### Exercise details:
Please rewrite the stretch of the material from the line containing "Help me out: where is the stainless" through the line containing "[409,253,566,426]" as a two-column CSV with the columns text and answer. Give one row per entry, putting each value in a single quoted field and replacing line breaks with spaces.

### Dataset records:
++++++++++++++++++++

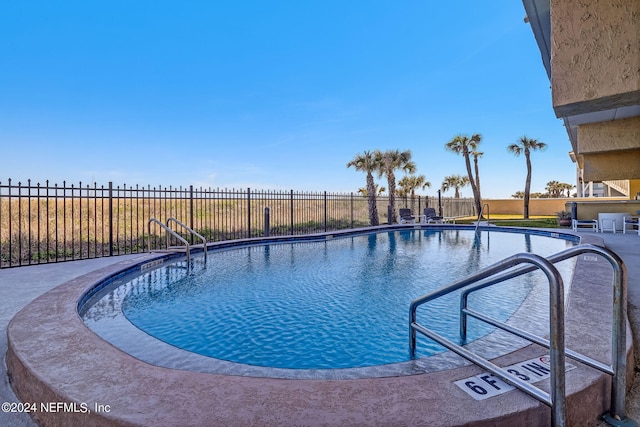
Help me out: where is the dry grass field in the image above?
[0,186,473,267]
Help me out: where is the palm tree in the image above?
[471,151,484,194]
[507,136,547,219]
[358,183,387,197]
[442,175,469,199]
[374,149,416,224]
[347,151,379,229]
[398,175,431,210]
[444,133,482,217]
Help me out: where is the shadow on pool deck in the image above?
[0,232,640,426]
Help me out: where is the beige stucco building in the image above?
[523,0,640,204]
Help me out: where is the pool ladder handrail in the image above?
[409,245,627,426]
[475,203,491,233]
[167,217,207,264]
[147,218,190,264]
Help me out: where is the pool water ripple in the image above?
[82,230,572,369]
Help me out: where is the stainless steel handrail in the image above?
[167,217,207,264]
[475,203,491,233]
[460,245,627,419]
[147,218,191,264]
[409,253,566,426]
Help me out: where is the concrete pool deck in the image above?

++++++++++++++++++++

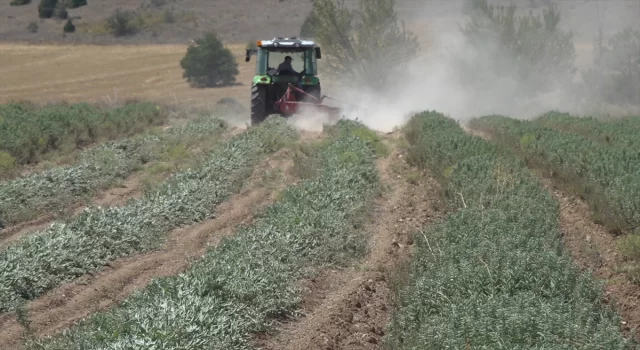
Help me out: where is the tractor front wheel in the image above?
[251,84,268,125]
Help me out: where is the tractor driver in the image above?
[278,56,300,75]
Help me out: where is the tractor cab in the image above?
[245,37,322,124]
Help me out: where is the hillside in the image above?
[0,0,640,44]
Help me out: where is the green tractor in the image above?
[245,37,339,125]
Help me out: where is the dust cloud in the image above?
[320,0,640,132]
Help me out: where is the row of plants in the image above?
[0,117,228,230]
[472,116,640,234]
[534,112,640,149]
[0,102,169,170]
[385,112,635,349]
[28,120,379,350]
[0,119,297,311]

++++++++++++++++++++

### Final result:
text,answer
"Help me out: where is the stainless steel handrail in the image above?","[167,217,207,264] [475,203,491,233] [460,245,627,419] [147,218,191,264] [409,253,566,426]"